TASK 1:
Translate the sentence "It’s dark out, and quiet, and warm but not hot." from the blog post about early-morning walks into Spanish.

EXCERPTED PASSAGE:
━━━━━━━━

Three AM Musings

I’m on day three of my new “get up and walk two miles before work” program, and I’ve noticed an interesting pattern. The first few moments of consciousness have me lying in bed, contemplating not getting up. I am not one of nature’s morning people, despite my work schedule. Left to my own inclinations, three AM would be a thing that I see because I haven’t gone to bed yet.

And then I get up, usually before the alarm in my phone goes off. See, in an effort to not wake my wife up, I have the silent alarm on my FitBit set for 3 AM and the alarm on my phone set for 3:05 AM.  It works out pretty well, I think. But I get up, and I get dressed, and I start walking.  Usually I’m listening to my podcasts and playing Pokémon Go as I walk, but I’ll probably mix that up next week and get back to Zombies Run as well.

Anyway, I’m out walking. It’s dark out, and quiet, and warm but not hot. The only sounds (other than my podcasts and music) are my feet on the pavement, and the wind, and the distant sound of traffic – and there isn’t a whole lot of that at 3 AM.  And by the time I’m up the low hill to the complex clubhouse, I’m glad I didn’t stay in bed.

Then I’m across the street and past the Methodist church, and I’m crossing another street and walking past Kroger, and suddenly I’ve covered a mile and it’s time to turn around and head home. And I haven’t seen another human being the whole time, just a few cars with black-looking windows reflecting the streetlights.

Walking home feels even easier. I’m sweating a little, and paying attention to the changing textures of the ground beneath my feet. Concrete resists my weight. Asphalt seems to spring and rebound. Grass and dirt yield and compress beneath me.  Tiny rocks crunch and skitter.

Then I’m home.  As I shave, I realize that I’m wide awake and ready for the day – far more so than if I’d hit snooze and dozed for another 40 minutes.

If I’d realized it would be this much fun, I’d have started it last year.

Before the Crack of Dawn

Because of the way my schedule works out, I realized last night that getting up and going for my 30 minute (building up to a) run wasn’t going to work in the evenings.  I want to spend time with my family, after all, and I get up crazy early in the morning.  So, going for a 30 minute speedwalk on the treadmill after my son goes to bed doesn’t leave much time for things like spending time with my wife.  Which is, when you get right down to it, something that is far more important than exercising.

So, I got up this morning and went to the little workout room in our complex.  At 3 am.  And it was surprisingly nice.  Oh, don’t get me wrong, I was staggering a little for the first few steps, and blinking sleep out of my eyes, but it woke me up nicely.  I managed to put in 1.75 miles on the treadmill, plus another third of a mile walking to and from the workout room.  So, it was a good morning.  Even if I’m not used to being that sweaty at 3;30 in the morning.

After that, hitting the rest of my walking goal should be a cinch.  The other exercise goals, though?  Not so much of a cinch.  I’ve clearly allowed the muscle tone I’d developed to fade away, and I can feel my situps and pushups in my arms and shoulders and gut.  I’m not in pain, precisely, but I can clearly tell that more exercise is needed.  Which I got, simply because the pool is open and my son is insisting (not unreasonably) that we go every night (another reason that the treadmill probably won’t work out in the evenings).

━━━━━━━━

TASK 2:
Count the lines in the entries below that contain the word "beige" and reply with only that number.

━━━━━━━━

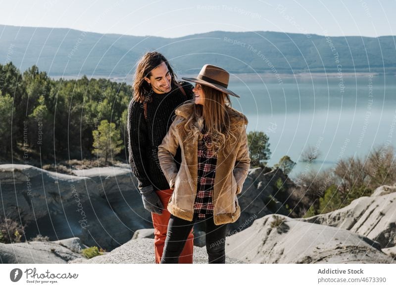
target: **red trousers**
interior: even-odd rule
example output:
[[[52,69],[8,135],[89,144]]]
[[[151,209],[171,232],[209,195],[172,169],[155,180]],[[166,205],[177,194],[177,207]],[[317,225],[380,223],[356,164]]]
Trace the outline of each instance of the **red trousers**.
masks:
[[[161,262],[161,257],[165,245],[165,240],[166,238],[166,232],[168,230],[168,222],[170,218],[170,213],[167,210],[168,202],[173,192],[172,189],[167,190],[157,190],[158,196],[161,199],[164,209],[162,215],[151,213],[152,225],[154,226],[154,250],[155,253],[155,263],[159,264]],[[179,263],[189,264],[193,263],[193,249],[194,249],[194,236],[193,235],[193,229],[190,233],[187,241],[179,257]]]

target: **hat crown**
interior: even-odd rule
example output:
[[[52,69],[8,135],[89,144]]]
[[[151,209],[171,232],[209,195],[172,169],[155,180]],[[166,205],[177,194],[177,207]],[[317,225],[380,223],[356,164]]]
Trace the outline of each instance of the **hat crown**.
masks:
[[[222,68],[207,64],[202,67],[198,78],[227,88],[230,74]]]

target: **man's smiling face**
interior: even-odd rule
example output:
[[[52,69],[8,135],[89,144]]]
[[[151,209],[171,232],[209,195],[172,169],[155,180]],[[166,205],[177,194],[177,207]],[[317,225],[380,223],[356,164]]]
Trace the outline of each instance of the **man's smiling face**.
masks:
[[[157,94],[168,93],[172,90],[172,76],[164,62],[152,69],[149,76],[145,77],[145,80]]]

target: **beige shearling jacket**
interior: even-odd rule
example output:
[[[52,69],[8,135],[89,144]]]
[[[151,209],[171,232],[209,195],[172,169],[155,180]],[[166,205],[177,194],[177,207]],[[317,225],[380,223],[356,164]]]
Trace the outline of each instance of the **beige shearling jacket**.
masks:
[[[186,118],[193,113],[194,102],[184,104],[176,108],[176,117],[162,144],[158,146],[158,156],[161,168],[174,189],[168,203],[168,210],[180,218],[192,221],[198,181],[198,138],[188,139],[184,128]],[[224,150],[217,153],[213,201],[214,224],[217,225],[234,222],[241,215],[237,194],[240,192],[250,166],[246,125],[248,120],[241,112],[231,108],[236,116],[230,124],[238,127],[238,141],[231,145],[228,154]],[[182,163],[177,170],[173,156],[180,145]]]

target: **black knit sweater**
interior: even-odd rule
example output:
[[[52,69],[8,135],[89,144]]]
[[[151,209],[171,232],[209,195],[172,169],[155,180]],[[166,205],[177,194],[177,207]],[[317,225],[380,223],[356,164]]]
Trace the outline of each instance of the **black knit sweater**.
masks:
[[[175,109],[194,97],[193,86],[185,82],[186,96],[180,89],[173,87],[169,93],[152,93],[152,101],[147,103],[147,119],[145,119],[143,104],[132,99],[128,111],[129,163],[138,179],[139,188],[152,185],[154,190],[169,189],[158,158],[158,146],[162,142],[172,124]],[[180,148],[175,156],[178,168],[181,162]]]

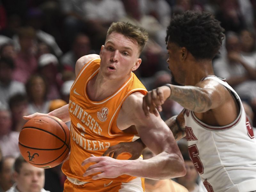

━━━━━━━━

FINAL ANSWER 1:
Afuera está oscuro, y silencioso, y cálido pero no caluroso.

FINAL ANSWER 2:
2